> [PROVIDED INFORMATION]:
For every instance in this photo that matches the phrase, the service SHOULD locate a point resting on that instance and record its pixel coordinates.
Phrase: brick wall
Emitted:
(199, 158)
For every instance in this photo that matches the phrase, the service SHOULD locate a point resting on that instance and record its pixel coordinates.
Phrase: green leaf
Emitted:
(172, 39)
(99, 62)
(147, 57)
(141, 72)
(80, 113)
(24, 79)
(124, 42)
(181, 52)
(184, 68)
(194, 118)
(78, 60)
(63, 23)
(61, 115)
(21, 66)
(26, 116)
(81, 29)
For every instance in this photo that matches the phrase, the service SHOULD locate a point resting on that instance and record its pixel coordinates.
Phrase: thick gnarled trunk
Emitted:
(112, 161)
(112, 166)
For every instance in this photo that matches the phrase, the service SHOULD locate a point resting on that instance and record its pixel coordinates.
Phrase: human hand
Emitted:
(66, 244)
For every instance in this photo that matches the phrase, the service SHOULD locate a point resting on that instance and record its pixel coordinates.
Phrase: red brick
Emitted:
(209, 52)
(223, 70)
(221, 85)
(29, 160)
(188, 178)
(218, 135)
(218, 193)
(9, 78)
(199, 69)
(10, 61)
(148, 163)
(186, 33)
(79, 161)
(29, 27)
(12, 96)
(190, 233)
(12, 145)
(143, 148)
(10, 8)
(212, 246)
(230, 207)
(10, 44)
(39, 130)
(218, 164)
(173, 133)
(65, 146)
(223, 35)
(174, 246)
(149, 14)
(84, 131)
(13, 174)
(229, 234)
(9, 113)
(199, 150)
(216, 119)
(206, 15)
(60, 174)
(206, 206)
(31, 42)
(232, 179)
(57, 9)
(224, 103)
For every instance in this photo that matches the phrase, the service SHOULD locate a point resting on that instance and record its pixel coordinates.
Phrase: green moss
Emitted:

> [TASK REQUIREMENTS]: Copy out the data shown above in full. Match it exactly.

> [COMPLETED EXERCISE]:
For every instance in this photo that matches the phrase, the service SHOULD locate a point resting on that instance and record its pixel coordinates.
Phrase: brick wall
Emitted:
(199, 158)
For every instance in this photo that matches the phrase, the service SHOULD locate a point resting on that instance and record its pixel coordinates.
Phrase: green leaf
Emitted:
(172, 39)
(99, 62)
(147, 57)
(141, 72)
(80, 113)
(24, 79)
(124, 42)
(181, 52)
(184, 68)
(194, 118)
(78, 60)
(63, 23)
(61, 115)
(21, 66)
(26, 116)
(81, 29)
For every instance in this photo that matches the phrase, the service SHOULD locate a point resting on that instance and record its pixel coordinates.
Phrase: thick gnarled trunk
Emitted:
(112, 161)
(112, 166)
For every instance in this photo that matches the phrase, the service SHOULD locate a point resting on that instance and record its pixel coordinates.
Phrase: human hand
Emitted:
(66, 244)
For every instance in this photo that matches the phrase, the service SHOULD locate a point resting on that instance and record its pixel coordinates.
Phrase: red brick
Emitted:
(209, 52)
(223, 70)
(221, 85)
(29, 160)
(188, 178)
(218, 135)
(218, 193)
(9, 78)
(199, 69)
(10, 61)
(148, 163)
(186, 33)
(79, 161)
(29, 27)
(12, 96)
(190, 233)
(12, 145)
(143, 148)
(10, 8)
(212, 246)
(230, 207)
(10, 44)
(39, 130)
(218, 164)
(173, 133)
(65, 146)
(223, 35)
(174, 246)
(149, 14)
(84, 131)
(13, 174)
(229, 234)
(9, 113)
(199, 150)
(216, 119)
(206, 15)
(60, 174)
(206, 206)
(31, 42)
(232, 179)
(57, 9)
(224, 103)
For every instance in this photo that matches the phrase, the service SHOULD locate a point resting on that instance and record its pixel coordinates.
Phrase: green moss
Emitted:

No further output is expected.